What the task asks
Please extract each line of the rows below that contains the word "photo", and copy those lines unchanged.
:: Raw records
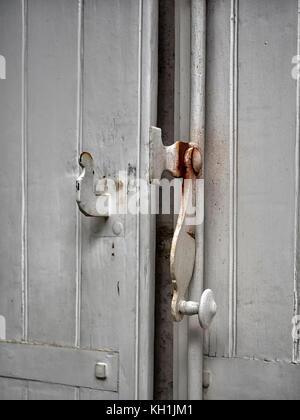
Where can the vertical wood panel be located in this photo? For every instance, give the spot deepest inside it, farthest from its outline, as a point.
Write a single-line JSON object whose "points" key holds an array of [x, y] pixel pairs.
::::
:: Raw records
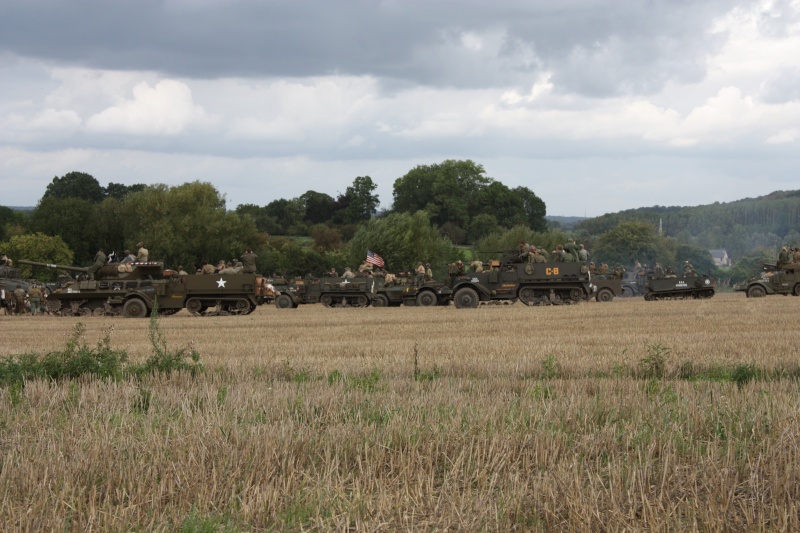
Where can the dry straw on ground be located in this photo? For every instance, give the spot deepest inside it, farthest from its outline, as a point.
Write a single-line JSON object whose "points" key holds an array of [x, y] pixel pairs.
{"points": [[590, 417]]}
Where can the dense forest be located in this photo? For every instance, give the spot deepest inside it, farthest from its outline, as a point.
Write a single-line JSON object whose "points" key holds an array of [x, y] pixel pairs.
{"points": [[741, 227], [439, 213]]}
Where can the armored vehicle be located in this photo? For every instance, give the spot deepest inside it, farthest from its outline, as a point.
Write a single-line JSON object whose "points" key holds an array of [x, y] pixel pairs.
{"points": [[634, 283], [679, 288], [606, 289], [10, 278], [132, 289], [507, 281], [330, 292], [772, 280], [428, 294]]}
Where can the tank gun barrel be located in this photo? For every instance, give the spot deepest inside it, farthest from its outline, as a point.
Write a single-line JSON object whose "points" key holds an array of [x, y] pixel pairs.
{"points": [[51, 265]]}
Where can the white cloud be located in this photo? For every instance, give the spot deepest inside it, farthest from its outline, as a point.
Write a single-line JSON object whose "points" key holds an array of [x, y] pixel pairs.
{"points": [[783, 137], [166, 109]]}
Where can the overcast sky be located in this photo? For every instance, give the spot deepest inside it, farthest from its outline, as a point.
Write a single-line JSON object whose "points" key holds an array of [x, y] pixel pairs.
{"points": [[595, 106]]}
::::
Exercise response
Where can the vertical wood panel be located in this photo? For every instance, give the spot deepest inside it, farthest from its outline, as a point.
Where can the dry straw on ground be located in this photo? For every instance, give the spot deepest inside it, farthest from its outline, as a point.
Where can the dense forest be located in this photo? For every instance, give the spot deepest inside it, farthest from its outline, as a point.
Where can the armored vehicle be located in this photo? For every instance, give the spot deepest inside it, farthest from its outline, as a point.
Where can the tank gun barrel be located in this photo? For every instance, give the spot deepest inside it, farthest from its outline, as a point.
Where can the white cloud be located in this photo? For every instance, give the spot deepest inside it, farthest from its outline, as a point.
Where can the overcast sky be located in this photo? For every instance, give the spot deepest inside it, farthest from its outline, as a point.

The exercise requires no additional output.